§ **Selected text**
Skip to content

Pattern: Feature Store Pipeline

A feature store pipeline reads raw events, computes features, and writes them to a Delta table (or Unity Catalog) that training and scoring jobs share.


Architecture

Raw events (Hive / S3)
    → Feature ETL task (aggregation, encoding)
    → Delta feature table (point-in-time correct)
    → Training job reads features
    → Scoring job reads latest features

Feature computation task

# pipelines/fraud/features/transaction/config.yaml
MODEL: etl
VERSION: "1.0.0"

ENGINE:
  profiles:
    dev:
      spark_conf:
        spark.sql.shuffle.partitions: "4"
    prod:
      spark_conf:
        spark.sql.shuffle.partitions: "400"

CONFIG:
  inputs:
    raw_transactions:
      format: hive
      db_name: raw
      tbl_name: transactions

    customer_profiles:
      format: hive
      db_name: raw
      tbl_name: customers

  transform:
    type: task

  outputs:
    transaction_features:
      format: delta
      path: s3://datalake/features/transaction/
      mode: overwrite

transformations.py:

from pyspark.sql import functions as F, Window
from ubunye.core.interfaces import Task

class FeatureTask(Task):
    def transform(self, sources: dict) -> dict:
        txn = sources["raw_transactions"]
        cust = sources["customer_profiles"]

        # Rolling 30-day aggregations
        w30 = (
            Window.partitionBy("customer_id")
                  .orderBy(F.col("event_ts").cast("long"))
                  .rangeBetween(-30 * 86400, 0)
        )

        features = (
            txn.withColumn("amount_sum_30d", F.sum("amount").over(w30))
               .withColumn("txn_count_30d",  F.count("*").over(w30))
               .withColumn("avg_amount_30d",  F.avg("amount").over(w30))
               .join(cust.select("customer_id", "risk_segment"), "customer_id", "left")
               .withColumn("risk_encoded",
                   F.when(F.col("risk_segment") == "HIGH", 2)
                    .when(F.col("risk_segment") == "MED",  1)
                    .otherwise(0))
               .select(
                   "customer_id", "event_ts",
                   "amount_sum_30d", "txn_count_30d", "avg_amount_30d",
                   "risk_encoded",
               )
        )

        return {"transaction_features": features}

Point-in-time correct feature lookup

For training, join features to labels as of the label timestamp:

# pipelines/fraud/features/training_set/config.yaml
CONFIG:
  inputs:
    features:
      format: delta
      path: s3://datalake/features/transaction/

    labels:
      format: hive
      db_name: ml
      tbl_name: fraud_labels

  transform:
    type: task

  outputs:
    training_set:
      format: delta
      path: s3://datalake/ml/training_sets/fraud/
      mode: overwrite

transformations.py:

from pyspark.sql import functions as F
from ubunye.core.interfaces import Task

class TrainingSetTask(Task):
    def transform(self, sources: dict) -> dict:
        features = sources["features"]
        labels   = sources["labels"]

        # Asof join: latest feature snapshot before the label timestamp
        training_set = (
            labels.join(features, "customer_id")

§ **Extracted information**
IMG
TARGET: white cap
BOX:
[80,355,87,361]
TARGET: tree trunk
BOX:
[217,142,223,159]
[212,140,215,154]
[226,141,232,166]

§ **Problems**
a: In the feature store pipeline page, what value does the prod profile give spark.sql.shuffle.partitions?
b: According to the feature store pipeline page, why are the computed features written to a Delta table?

§ **Solutions**
a: "400"

b: The Delta table (or Unity Catalog) is shared by the training and scoring jobs. The training job reads features from it, and the scoring job reads the latest features from it.